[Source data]

------------------------------------

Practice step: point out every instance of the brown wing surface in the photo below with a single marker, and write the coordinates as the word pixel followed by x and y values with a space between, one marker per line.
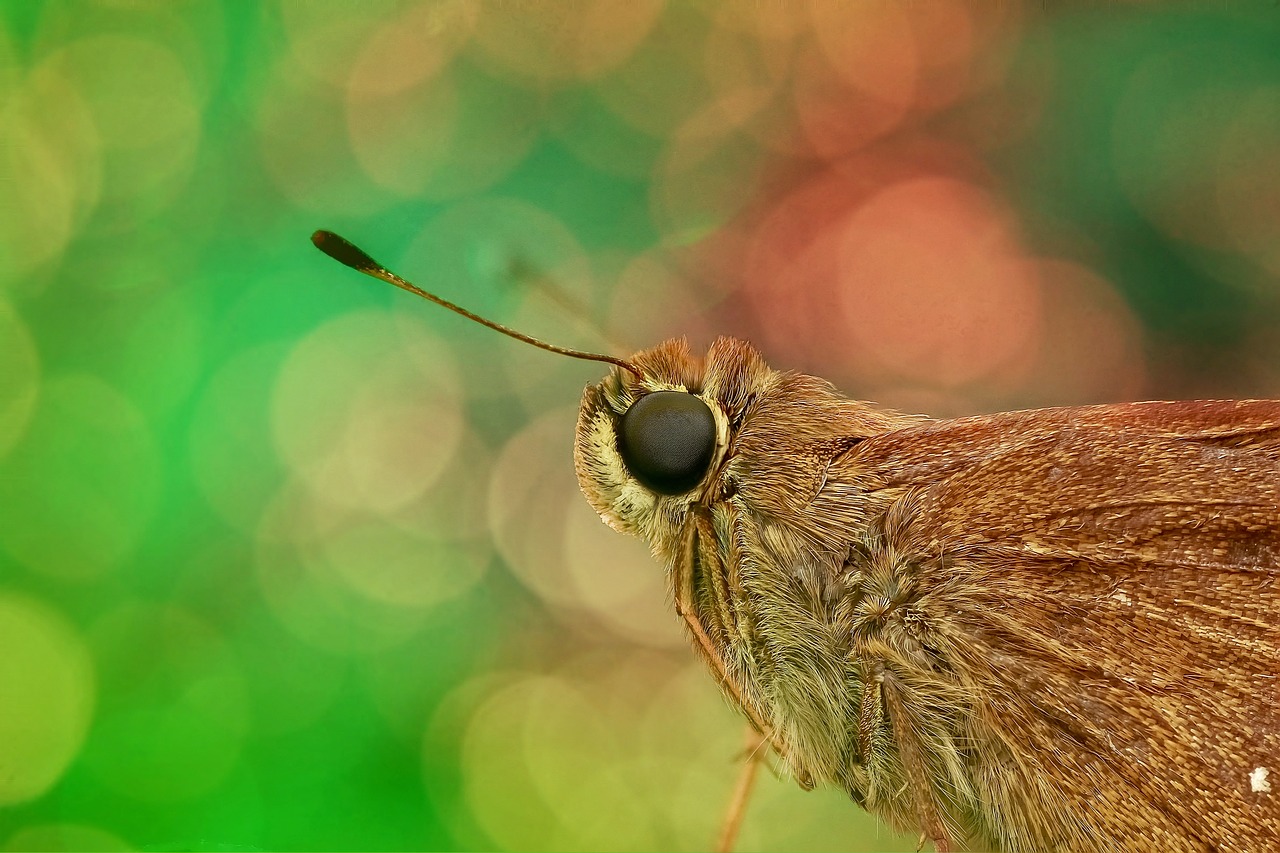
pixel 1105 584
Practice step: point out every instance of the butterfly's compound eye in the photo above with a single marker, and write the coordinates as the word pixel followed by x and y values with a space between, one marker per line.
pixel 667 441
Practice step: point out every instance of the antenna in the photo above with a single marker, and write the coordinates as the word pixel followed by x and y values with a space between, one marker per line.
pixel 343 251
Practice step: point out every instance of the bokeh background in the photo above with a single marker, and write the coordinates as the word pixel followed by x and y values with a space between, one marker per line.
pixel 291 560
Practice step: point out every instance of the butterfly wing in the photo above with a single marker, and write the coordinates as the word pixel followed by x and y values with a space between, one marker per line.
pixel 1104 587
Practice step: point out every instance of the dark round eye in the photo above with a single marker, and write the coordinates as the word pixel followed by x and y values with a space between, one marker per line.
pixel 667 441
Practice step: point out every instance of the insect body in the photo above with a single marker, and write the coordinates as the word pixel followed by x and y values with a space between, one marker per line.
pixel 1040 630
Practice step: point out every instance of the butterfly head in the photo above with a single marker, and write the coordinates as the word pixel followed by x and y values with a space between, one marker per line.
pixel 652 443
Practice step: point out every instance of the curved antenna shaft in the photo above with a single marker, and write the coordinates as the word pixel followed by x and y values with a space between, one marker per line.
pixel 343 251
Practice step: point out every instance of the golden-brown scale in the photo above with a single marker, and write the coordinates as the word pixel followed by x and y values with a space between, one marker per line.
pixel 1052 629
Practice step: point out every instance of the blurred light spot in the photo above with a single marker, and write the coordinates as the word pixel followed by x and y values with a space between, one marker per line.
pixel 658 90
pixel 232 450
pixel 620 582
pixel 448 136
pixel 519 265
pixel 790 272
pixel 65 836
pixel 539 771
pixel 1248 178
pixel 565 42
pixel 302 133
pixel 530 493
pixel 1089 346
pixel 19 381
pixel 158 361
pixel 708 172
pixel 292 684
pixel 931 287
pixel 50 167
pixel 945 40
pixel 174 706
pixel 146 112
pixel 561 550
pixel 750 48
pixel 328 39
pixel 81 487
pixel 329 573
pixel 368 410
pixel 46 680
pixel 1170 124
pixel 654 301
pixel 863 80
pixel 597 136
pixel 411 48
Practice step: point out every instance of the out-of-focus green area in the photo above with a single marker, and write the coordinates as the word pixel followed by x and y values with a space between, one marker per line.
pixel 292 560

------------------------------------

:: Exercise directions ::
Each record should be quoted exactly, with the images omitted.

:: Output of the task ::
Practice step: point out every instance of the brown wing surface in the photo below with a single marker, and write the coordinates as the word pixel followed by x and y values with a space between, one marker per line.
pixel 1105 584
Practice step: point out every instance of the butterfly's compound eye in the photo above with a single marker, and write the coordinates as the word pixel followed by x and y values with a space between, one marker per line.
pixel 667 441
Practice step: point out every instance of the antenna in the photo above with a single marker, and write the coordinates as the word pixel followed by x and y values with a space between, one marker per line.
pixel 343 251
Practice step: point out every instance of the bokeh background in the photo above with a single marker, and write the coordinates as the word pixel followed by x and y values with a space between, one marker per line.
pixel 291 560
Practice step: point out every instance of the butterfly wing in the photo above with a single marker, and write the coordinates as the word pixel followed by x and y values with a space between, one marker per line.
pixel 1104 587
Practice step: point out every instance of the dark round eye in the photo above with a single marker, and write the coordinates as the word pixel followed by x and y values with a space between, one marker per line.
pixel 667 441
Practice step: point out every instance of the insect body in the photo above with a single marker, and write the coordinates as the word pixel followed by x and y values with a space between, one marker per line.
pixel 1040 630
Practice step: point out every instance of the butterfly head in the photo above with a single marker, and write the coordinates as the word pixel followed by x and y values with a space between, one marker per line.
pixel 652 443
Practice step: point out every instance of the curved antenna shaft in the photo above with a single marker, and write the coordinates as the word pixel followed by x and y values with a space between, one marker per line.
pixel 343 251
Practice step: point out every instance of the golden-brown scale in the photo above with a single marker, and write the coordinates as the word pixel followed by x and y values with a space between, one marker per line.
pixel 1052 629
Practice step: point out every instance of the blurred light spot in the photo above with a single marker, and write the coordinates as the word pixel followed by x and y values with a space between, one marker per line.
pixel 658 90
pixel 232 450
pixel 620 582
pixel 448 136
pixel 519 265
pixel 790 272
pixel 65 836
pixel 539 771
pixel 1248 178
pixel 565 42
pixel 302 133
pixel 530 493
pixel 1089 346
pixel 19 381
pixel 158 361
pixel 708 172
pixel 292 684
pixel 931 287
pixel 50 167
pixel 945 40
pixel 174 706
pixel 146 112
pixel 561 550
pixel 750 48
pixel 328 39
pixel 81 487
pixel 329 573
pixel 368 410
pixel 46 680
pixel 1170 124
pixel 654 301
pixel 863 80
pixel 597 136
pixel 411 48
Practice step: point out every instance of the out-of-focus green area in the photo above with a single marker, and write the coordinates as the word pixel followed by x and y values with a space between, one marker per line.
pixel 292 560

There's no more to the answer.